▶ [Your assignment] According to the World Health Day text below, what share of the world population is not physically active enough to gain health benefits?

▶ [Document text]
= = = =

The World Health Day (WHD) to be celebrated on April 7 with the theme of 'Working together for health', is aimed to underline the importance of physical activity to check non-communicable diseases commonly described as the 'afflictions of modern living'.
Each year on April 7, the world celebrates World Health Day. On this day around the globe, thousands of events mark the importance of health for productive and happy lives.
To reduce child mortality, improve maternal health and combat HIV/AIDS, malaria and other diseases are among the millennium development goals, which all member states have pledged to meet by the year 2015.
According to the World Health Organisation, more than two million deaths each year are caused by lack of physical activity, which is the leading cause of cardiovascular diseases, diabetes, and obesity. In most parts of the world non-communicable diseases have become assumed epidemic proportions, due mainly to changing lifestyles involving reduced physical activity, unhealthy diets, tobacco, substance abuse and waning spirituality.
While the trend is universal, its afflictions are more pronounced in the developing countries like ours. Poverty, ignorance, wanting healthcare, violence, overcrowding, pollution and lack of basic facilities, besides breeding communicable diseases also have a direct bearing on the rising incidence of non-communicable diseases such as cancer, diabetes, depression, anxiety and osteoporosis. Gender-bias, ever-shifting policy paradigms and changes in social and economic realities are the other culprits.
According to health professionals, over 60 percent of the world population is not physically active enough to gain health benefits and this is especially true for girls and women. Most countries have levels of adult overweight and obesity greater than 30 percent. Countries already battling with the burden of communicable diseases and malnutrition are also unlikely to dodge an epidemic of non-communicable diseases in the near future. These twin epidemics, if left unchecked, may well devastate nations.
Without a strong health workforce, advances in healthcare cannot reach and benefit the people who need them. Effective ways of preventing and treating disease require assessment, delivery and monitoring by health workers, they said.

= = = =

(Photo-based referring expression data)
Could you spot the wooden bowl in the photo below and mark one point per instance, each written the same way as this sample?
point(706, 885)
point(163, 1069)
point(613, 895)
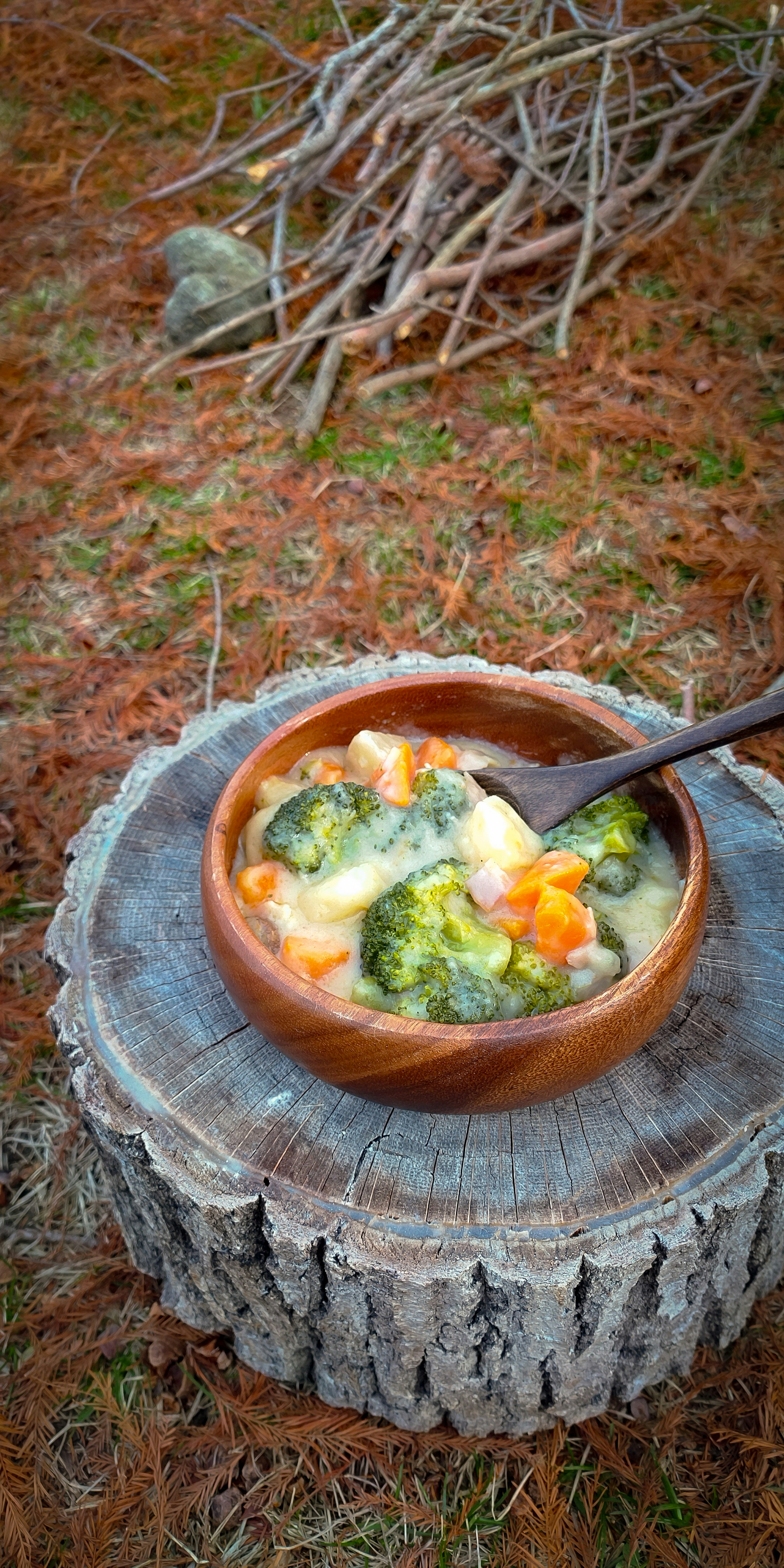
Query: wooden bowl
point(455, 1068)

= = = =

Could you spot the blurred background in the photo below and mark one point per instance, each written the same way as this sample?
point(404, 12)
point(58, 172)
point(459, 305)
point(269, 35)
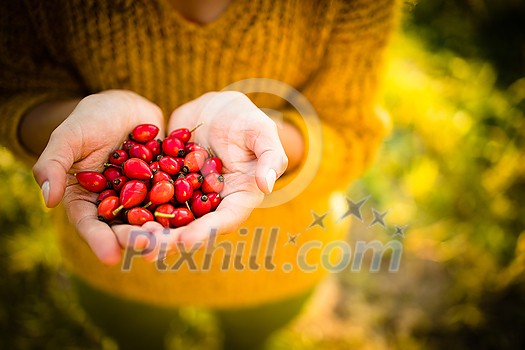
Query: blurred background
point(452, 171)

= = = =

▶ [Response] Over 60 percent of the world population.